## TASK TO COMPLETE
Copy out exactly every line from the line containing "Report one dot per instance of the limestone" until the records below end, inclusive of both boundary lines.

— Begin MATERIAL PROVIDED —

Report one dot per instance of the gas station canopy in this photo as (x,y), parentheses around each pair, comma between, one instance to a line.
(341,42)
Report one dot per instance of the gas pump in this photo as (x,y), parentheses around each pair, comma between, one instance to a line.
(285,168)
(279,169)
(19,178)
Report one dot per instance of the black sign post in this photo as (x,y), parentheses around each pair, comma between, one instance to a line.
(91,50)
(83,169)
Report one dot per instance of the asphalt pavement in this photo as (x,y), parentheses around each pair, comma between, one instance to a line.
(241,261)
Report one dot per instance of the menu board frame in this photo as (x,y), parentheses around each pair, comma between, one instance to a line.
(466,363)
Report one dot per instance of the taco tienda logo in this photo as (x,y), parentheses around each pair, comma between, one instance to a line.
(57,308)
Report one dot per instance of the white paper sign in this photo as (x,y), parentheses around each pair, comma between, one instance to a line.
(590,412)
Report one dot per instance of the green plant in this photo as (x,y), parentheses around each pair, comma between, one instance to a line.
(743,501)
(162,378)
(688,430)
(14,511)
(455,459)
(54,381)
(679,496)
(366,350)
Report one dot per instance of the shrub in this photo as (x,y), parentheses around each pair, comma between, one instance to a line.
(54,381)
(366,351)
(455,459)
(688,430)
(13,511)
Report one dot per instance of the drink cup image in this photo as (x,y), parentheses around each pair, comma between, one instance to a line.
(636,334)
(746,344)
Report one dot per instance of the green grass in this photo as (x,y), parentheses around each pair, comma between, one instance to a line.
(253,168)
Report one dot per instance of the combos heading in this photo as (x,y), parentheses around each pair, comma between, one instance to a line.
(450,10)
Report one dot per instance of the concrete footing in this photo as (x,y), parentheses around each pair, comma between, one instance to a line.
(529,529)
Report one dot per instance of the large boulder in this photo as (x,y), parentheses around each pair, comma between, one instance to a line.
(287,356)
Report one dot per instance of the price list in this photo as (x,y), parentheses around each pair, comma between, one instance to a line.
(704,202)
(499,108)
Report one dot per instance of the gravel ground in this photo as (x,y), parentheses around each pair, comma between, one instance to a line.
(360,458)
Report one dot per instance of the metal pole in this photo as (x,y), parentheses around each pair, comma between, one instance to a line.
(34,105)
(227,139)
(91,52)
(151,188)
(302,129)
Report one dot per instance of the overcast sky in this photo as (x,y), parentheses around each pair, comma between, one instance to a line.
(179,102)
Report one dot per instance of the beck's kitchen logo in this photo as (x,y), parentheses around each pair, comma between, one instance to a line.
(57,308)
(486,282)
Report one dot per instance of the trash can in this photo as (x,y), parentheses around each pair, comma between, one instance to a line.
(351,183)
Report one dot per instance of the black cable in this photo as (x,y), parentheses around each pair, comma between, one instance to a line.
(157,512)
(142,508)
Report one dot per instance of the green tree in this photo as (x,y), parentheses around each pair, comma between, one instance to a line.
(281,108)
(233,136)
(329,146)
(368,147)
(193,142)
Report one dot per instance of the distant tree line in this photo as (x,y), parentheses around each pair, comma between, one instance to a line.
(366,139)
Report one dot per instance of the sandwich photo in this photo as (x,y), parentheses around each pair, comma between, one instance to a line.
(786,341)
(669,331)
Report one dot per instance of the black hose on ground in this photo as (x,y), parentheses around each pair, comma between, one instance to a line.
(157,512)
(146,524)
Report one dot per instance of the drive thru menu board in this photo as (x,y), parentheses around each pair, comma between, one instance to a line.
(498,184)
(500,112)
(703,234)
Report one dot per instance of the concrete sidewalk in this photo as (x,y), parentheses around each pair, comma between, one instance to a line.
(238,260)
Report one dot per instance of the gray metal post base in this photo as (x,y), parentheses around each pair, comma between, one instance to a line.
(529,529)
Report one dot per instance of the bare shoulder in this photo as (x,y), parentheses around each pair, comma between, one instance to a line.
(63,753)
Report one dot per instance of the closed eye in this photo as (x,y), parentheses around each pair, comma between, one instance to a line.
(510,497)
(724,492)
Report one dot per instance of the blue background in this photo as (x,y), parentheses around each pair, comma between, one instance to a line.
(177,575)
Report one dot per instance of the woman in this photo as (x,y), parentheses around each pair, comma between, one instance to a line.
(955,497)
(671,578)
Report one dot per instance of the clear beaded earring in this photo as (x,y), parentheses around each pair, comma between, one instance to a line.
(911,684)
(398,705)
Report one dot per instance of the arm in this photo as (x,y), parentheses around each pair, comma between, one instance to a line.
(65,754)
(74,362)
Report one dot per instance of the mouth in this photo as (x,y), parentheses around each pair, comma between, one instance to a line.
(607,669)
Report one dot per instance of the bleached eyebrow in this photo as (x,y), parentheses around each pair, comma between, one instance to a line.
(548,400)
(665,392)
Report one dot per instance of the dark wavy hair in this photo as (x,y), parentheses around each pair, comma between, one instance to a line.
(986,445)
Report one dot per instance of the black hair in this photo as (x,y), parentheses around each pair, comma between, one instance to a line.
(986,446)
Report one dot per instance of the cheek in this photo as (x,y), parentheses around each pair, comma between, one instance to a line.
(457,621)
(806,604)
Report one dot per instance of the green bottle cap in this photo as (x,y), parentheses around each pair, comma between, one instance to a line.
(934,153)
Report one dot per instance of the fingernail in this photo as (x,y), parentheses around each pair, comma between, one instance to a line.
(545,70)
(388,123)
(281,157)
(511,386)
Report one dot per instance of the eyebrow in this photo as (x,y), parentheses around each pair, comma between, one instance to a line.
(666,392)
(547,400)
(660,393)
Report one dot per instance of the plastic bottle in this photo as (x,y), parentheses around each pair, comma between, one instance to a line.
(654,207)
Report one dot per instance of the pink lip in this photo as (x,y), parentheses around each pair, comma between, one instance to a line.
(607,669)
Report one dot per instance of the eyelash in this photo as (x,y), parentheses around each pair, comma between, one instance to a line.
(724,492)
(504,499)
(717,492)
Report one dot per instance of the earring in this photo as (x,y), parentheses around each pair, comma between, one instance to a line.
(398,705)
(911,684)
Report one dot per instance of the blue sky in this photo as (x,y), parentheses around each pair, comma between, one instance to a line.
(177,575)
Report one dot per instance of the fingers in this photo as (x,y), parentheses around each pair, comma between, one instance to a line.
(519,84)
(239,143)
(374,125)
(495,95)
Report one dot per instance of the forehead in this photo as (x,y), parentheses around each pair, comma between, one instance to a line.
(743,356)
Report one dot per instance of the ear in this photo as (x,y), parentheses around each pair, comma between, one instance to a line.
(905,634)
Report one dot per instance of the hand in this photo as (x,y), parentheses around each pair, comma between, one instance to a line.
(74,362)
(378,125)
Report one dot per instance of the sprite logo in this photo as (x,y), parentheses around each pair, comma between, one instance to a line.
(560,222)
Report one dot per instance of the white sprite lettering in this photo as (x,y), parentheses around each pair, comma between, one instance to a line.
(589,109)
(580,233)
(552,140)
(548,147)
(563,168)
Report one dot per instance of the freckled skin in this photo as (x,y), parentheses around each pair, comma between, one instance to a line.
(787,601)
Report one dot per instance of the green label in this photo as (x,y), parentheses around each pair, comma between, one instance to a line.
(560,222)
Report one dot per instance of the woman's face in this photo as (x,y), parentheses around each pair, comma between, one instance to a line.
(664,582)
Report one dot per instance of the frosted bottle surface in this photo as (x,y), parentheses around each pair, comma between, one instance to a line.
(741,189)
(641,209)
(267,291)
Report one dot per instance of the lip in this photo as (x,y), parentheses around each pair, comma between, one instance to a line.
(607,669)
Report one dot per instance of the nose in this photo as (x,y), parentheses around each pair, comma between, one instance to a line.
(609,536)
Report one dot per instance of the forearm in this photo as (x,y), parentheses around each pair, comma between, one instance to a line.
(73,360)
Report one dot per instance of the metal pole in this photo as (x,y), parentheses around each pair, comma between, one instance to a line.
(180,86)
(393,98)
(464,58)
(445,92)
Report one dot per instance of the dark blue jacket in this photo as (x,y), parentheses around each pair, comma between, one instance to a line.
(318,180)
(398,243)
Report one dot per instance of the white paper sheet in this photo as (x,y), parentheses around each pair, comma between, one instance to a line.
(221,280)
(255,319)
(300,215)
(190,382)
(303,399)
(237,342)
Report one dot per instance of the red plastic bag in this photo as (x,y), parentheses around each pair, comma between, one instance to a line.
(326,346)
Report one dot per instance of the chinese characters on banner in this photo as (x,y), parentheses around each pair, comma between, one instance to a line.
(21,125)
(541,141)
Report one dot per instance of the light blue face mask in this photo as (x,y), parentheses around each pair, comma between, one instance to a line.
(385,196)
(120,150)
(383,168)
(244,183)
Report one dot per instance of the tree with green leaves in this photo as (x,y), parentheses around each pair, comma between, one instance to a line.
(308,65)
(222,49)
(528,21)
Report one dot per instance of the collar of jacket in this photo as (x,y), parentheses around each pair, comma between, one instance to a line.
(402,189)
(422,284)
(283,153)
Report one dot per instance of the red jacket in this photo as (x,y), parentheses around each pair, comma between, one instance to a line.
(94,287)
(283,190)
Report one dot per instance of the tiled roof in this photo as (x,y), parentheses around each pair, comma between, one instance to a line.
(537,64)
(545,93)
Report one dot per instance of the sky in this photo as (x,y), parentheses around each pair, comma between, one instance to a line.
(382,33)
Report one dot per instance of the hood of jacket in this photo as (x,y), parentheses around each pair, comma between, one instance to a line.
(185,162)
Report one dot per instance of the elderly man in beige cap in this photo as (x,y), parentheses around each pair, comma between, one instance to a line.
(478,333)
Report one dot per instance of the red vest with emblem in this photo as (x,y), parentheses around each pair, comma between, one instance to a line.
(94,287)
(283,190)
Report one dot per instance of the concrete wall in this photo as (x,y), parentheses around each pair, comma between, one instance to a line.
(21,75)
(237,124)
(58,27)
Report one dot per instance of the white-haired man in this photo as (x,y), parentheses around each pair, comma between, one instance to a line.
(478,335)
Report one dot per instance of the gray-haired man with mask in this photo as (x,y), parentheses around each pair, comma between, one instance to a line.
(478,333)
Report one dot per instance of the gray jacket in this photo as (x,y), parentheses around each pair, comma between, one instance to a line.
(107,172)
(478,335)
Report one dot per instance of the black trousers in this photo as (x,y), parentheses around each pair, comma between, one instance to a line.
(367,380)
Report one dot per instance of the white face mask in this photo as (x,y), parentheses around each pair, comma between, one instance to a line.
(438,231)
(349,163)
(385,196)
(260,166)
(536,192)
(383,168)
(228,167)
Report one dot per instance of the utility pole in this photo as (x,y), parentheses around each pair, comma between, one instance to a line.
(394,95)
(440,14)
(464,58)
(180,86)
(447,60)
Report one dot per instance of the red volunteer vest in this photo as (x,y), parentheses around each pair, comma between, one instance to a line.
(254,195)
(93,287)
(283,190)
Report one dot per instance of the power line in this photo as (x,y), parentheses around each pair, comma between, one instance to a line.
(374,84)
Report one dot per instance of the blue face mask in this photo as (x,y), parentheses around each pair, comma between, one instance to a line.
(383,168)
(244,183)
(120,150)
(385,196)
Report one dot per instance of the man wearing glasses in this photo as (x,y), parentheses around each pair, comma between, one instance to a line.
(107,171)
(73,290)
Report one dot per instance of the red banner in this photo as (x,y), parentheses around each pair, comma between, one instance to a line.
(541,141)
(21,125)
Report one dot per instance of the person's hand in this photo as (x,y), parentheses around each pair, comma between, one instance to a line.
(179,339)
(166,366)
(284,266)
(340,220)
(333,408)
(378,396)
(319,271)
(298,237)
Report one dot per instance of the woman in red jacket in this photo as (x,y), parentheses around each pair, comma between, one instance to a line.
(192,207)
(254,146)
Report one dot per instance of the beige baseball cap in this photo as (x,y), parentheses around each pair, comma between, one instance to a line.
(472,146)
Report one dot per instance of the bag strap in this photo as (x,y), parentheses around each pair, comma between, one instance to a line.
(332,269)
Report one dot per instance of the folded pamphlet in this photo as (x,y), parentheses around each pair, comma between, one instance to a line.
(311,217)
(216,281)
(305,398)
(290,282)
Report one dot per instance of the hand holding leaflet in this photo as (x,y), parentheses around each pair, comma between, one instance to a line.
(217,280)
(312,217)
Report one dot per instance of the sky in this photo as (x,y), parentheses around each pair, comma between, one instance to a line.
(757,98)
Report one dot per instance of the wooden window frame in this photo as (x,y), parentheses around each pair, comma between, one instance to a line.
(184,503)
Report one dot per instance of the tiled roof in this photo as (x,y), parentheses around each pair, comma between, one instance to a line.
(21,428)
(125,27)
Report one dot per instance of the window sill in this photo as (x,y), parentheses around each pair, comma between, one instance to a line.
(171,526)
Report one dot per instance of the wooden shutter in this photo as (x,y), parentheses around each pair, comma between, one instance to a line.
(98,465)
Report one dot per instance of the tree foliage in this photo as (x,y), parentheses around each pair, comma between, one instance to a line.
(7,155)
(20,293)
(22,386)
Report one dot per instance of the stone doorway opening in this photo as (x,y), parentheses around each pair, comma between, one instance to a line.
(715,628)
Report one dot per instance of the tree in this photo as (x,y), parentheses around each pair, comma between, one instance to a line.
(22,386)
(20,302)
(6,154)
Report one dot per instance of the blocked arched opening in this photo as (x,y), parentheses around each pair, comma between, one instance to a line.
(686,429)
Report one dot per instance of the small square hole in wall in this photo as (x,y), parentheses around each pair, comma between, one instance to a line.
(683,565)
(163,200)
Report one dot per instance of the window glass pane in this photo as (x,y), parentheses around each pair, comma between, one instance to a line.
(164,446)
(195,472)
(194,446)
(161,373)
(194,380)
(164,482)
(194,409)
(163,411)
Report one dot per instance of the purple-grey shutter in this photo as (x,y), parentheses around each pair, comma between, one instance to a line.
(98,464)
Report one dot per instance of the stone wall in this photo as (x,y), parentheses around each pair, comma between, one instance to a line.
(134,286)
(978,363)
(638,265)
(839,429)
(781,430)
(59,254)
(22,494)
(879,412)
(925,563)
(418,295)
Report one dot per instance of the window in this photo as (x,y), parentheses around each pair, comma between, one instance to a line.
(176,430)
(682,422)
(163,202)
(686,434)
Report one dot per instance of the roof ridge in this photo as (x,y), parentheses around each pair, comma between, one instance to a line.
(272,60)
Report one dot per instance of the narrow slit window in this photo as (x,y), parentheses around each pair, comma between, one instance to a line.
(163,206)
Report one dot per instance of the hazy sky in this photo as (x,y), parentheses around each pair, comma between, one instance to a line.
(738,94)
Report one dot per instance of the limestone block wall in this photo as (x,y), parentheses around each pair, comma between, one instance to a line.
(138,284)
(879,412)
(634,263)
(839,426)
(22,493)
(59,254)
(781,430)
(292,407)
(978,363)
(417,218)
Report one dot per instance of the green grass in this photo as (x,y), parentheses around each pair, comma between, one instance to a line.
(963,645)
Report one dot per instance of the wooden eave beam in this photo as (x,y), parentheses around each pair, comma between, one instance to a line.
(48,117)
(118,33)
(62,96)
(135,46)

— End MATERIAL PROVIDED —

## EXERCISE RESULT
Report one dot per instance of the limestone block wall in this photo as (x,y), parentheses around each pair, comma between, one instance to a line.
(138,284)
(879,412)
(634,263)
(839,426)
(22,493)
(59,254)
(781,430)
(292,407)
(978,363)
(417,218)
Report one dot per instance of the green grass in this photo as (x,y), parentheses around each pair, comma between, one instance to a line.
(963,645)
Report one dot per instance of the wooden eave beam in this photo as (x,y), parentheses around each pair, comma between, one instance to a line.
(48,117)
(118,33)
(62,96)
(135,46)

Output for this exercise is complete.